#### GIVEN TASK:
Quote the lines from the first one through the line containing "The masks may", inclusive, exactly as they appear.

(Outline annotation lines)
-------------------------

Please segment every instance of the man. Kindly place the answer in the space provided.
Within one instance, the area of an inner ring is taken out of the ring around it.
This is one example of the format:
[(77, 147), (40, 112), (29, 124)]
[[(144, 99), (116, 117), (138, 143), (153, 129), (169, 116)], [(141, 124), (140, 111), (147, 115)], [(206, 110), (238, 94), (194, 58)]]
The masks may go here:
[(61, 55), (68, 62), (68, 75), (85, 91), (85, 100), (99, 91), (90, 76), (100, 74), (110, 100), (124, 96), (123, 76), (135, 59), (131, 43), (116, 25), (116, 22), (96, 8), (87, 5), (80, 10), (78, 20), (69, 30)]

-------------------------

#### EXERCISE RESULT:
Please segment every instance of the man. Kindly place the answer in the space provided.
Within one instance, the area of an inner ring is taken out of the ring around it.
This is one example of the format:
[(77, 147), (40, 112), (29, 124)]
[[(144, 99), (116, 117), (138, 143), (153, 129), (169, 116)], [(141, 124), (140, 111), (147, 115)], [(206, 110), (238, 94), (194, 58)]]
The masks may go here:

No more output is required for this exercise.